EXERCISE MATERIALS =
------------
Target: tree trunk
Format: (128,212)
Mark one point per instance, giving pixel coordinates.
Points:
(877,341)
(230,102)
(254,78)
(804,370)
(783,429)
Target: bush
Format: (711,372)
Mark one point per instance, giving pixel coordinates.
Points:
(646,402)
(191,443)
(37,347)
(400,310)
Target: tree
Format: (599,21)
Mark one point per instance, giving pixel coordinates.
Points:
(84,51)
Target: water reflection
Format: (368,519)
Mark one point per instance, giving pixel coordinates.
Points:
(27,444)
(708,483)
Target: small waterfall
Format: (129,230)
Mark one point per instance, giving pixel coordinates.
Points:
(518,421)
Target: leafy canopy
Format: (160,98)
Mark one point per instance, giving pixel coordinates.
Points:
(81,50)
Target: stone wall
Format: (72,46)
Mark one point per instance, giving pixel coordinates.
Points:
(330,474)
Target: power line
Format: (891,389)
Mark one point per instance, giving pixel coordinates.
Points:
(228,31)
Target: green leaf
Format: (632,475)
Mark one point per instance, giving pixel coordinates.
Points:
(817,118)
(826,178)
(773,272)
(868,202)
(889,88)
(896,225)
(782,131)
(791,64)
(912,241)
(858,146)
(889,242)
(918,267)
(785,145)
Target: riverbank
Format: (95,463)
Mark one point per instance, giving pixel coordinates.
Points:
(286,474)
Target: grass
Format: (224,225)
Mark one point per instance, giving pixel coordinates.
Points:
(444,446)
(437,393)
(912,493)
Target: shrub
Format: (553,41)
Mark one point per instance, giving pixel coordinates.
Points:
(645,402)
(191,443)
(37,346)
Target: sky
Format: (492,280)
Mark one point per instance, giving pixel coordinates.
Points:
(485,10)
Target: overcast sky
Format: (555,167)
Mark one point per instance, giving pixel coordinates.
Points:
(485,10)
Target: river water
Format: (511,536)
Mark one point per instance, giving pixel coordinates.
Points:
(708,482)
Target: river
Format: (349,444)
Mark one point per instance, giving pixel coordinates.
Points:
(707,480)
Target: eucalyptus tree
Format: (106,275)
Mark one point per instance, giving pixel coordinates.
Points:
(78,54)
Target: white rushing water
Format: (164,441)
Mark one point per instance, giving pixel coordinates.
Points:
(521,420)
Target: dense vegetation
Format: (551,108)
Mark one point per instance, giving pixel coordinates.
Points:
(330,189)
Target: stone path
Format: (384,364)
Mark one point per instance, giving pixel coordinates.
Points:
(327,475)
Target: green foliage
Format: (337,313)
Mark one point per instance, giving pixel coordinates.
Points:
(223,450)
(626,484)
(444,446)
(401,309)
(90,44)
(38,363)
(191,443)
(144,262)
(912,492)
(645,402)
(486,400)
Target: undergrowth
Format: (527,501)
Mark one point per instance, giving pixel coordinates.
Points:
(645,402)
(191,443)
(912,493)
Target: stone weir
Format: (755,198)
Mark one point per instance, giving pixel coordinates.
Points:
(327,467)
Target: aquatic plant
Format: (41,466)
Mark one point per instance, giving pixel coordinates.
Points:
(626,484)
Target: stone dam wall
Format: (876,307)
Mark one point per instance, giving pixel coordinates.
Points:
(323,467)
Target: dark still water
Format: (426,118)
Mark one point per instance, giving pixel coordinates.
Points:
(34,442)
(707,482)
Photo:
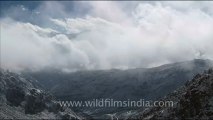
------------
WORK REQUIRED =
If a record above contains a picture, leave the picture out and transcribe everything else exactly.

EXPECTED OUTPUT =
Target: tree trunk
Format: (128,212)
Mark one point per instance, giving pixel coordinates.
Points:
(877,341)
(230,102)
(254,78)
(804,370)
(783,429)
Target: bush
Format: (711,372)
Mark one point per instance, giving pixel coordinates.
Points:
(646,402)
(191,443)
(37,347)
(400,310)
Target: tree
Format: (599,21)
Mark one point per instance, giving pixel coordinates.
Points:
(84,51)
Target: water reflection
Format: (368,519)
Mark one point per instance, giving pixel coordinates.
Points:
(27,444)
(708,483)
Target: small waterfall
Format: (129,230)
Mark one point per instance, giving pixel coordinates.
Points:
(518,421)
Target: leafy canopy
Format: (160,98)
Mark one point per instance, giving pixel coordinates.
Points:
(81,50)
Target: stone wall
Format: (72,46)
Mark one point per instance, giving pixel coordinates.
Points:
(330,474)
Target: power line
Format: (891,389)
Mark one point per instance, giving pixel coordinates.
Points:
(228,31)
Target: green leaf
Format: (632,475)
Mark one point per instance, giving pixel coordinates.
Points:
(817,118)
(826,178)
(773,272)
(868,202)
(889,88)
(896,225)
(782,131)
(791,64)
(912,241)
(858,146)
(889,242)
(918,267)
(785,145)
Target: riverbank
Format: (95,463)
Mark one point per instance, giving pixel coordinates.
Points:
(286,474)
Target: grass
Format: (224,225)
Mark one point per instance, giving pixel coordinates.
Points:
(444,446)
(437,393)
(912,493)
Target: shrub
Format: (553,41)
Mark one point per instance, giving pixel coordinates.
Points:
(645,402)
(191,443)
(37,346)
Target: sky
Format: (492,280)
Mark one point per instance, giving pixel coordinates.
Points:
(485,10)
Target: overcast sky
Format: (555,167)
Mark one point per instance, giving pixel coordinates.
Points:
(485,10)
Target: river water
Format: (511,536)
Mark one point per instance, giving pixel coordinates.
Points:
(708,482)
Target: river
Format: (349,444)
Mark one point per instance, giving pixel coordinates.
Points:
(707,480)
Target: eucalyptus tree
Format: (106,275)
Mark one point per instance, giving pixel coordinates.
Points:
(78,54)
Target: white rushing water
Format: (164,441)
Mark one point per instance, giving pixel coordinates.
Points:
(521,420)
Target: dense vegetation
Format: (551,108)
Mark one point per instance, giving pixel coordinates.
Points:
(330,189)
Target: stone path
Format: (384,364)
Mark one point per instance, giving pixel coordinates.
Points:
(327,475)
Target: green foliage
Format: (337,313)
Mark one point per instance, giving pixel coordinates.
Points:
(223,450)
(626,484)
(444,446)
(401,309)
(90,44)
(38,363)
(191,443)
(144,262)
(912,492)
(645,402)
(486,400)
Target: undergrowth
Format: (527,501)
Mark one point per instance, giving pixel coordinates.
Points:
(645,402)
(191,443)
(912,493)
Target: stone weir
Format: (755,198)
Mark one point per instance, giving pixel coordinates.
Points:
(327,467)
Target: aquatic plant
Format: (41,466)
Mark one point per instance, giving pixel coordinates.
Points:
(626,484)
Target: stone dam wall
Format: (876,307)
Mark one point per instance, giving pixel coordinates.
Points:
(323,467)
Target: dark still water
Format: (426,118)
Mark one point per instance, giving pixel coordinates.
Points:
(34,442)
(707,482)
Photo:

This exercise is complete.